**Work to complete**
Transcribe the data below verbatim from the line with "Label a point on each instance of the hydraulic" to the line with "Label a point on each instance of the bulldozer". Include both of those lines.

**Excerpted data**
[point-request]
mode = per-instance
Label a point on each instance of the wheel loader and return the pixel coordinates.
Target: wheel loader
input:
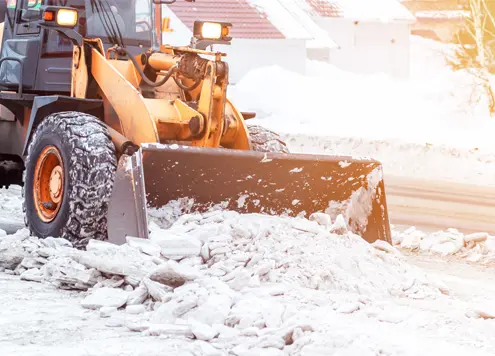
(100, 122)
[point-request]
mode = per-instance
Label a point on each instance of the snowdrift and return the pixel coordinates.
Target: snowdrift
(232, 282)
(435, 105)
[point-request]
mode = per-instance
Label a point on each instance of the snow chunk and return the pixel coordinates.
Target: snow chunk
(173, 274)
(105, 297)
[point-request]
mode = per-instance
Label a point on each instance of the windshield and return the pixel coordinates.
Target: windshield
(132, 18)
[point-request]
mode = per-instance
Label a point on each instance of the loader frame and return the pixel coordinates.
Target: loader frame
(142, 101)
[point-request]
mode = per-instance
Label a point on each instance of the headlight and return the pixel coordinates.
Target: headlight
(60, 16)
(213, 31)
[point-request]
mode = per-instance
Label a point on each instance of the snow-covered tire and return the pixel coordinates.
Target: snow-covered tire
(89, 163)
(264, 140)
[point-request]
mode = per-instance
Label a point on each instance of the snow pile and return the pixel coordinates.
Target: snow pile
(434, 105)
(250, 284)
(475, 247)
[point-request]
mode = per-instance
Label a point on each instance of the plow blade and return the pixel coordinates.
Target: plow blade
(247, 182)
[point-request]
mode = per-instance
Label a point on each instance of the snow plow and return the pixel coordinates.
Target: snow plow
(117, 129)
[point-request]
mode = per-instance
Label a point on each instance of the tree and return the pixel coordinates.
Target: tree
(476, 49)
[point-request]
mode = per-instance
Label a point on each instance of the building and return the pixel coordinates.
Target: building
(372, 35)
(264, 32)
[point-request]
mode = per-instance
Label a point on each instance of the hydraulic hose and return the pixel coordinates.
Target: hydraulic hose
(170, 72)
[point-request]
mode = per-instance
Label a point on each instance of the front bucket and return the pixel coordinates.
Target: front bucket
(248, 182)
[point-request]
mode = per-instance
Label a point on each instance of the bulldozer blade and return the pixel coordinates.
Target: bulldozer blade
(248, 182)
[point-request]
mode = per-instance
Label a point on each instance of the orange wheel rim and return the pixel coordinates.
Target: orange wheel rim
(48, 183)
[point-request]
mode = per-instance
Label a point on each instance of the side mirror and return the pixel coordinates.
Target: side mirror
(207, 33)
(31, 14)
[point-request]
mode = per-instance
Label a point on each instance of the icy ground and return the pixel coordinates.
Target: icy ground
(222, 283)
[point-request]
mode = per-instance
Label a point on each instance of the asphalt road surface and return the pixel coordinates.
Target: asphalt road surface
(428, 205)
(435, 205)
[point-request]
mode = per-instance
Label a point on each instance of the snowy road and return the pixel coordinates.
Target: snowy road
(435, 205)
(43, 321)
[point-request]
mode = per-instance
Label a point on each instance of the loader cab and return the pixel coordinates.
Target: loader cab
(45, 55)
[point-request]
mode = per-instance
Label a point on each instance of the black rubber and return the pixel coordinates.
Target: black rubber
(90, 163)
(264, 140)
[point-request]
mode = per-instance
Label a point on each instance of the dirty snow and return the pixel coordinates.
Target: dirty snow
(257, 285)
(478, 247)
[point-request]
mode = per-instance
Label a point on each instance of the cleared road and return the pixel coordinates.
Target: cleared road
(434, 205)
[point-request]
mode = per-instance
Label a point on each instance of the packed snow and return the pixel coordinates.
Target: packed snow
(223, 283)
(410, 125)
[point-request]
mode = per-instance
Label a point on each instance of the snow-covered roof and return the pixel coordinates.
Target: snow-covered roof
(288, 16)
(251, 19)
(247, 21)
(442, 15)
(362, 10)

**Output for this task**
Label a point on each instance of the hydraulic hose and return the pixel coordinates.
Target: hydraulic hose
(170, 72)
[point-request]
mode = per-instance
Label a point on each instance of the front bucket and return the pixel coordinates.
Target: front bucket
(248, 182)
[point-request]
mode = per-instance
Label a point on each instance of the bulldozer blade and return the pixel coordinates.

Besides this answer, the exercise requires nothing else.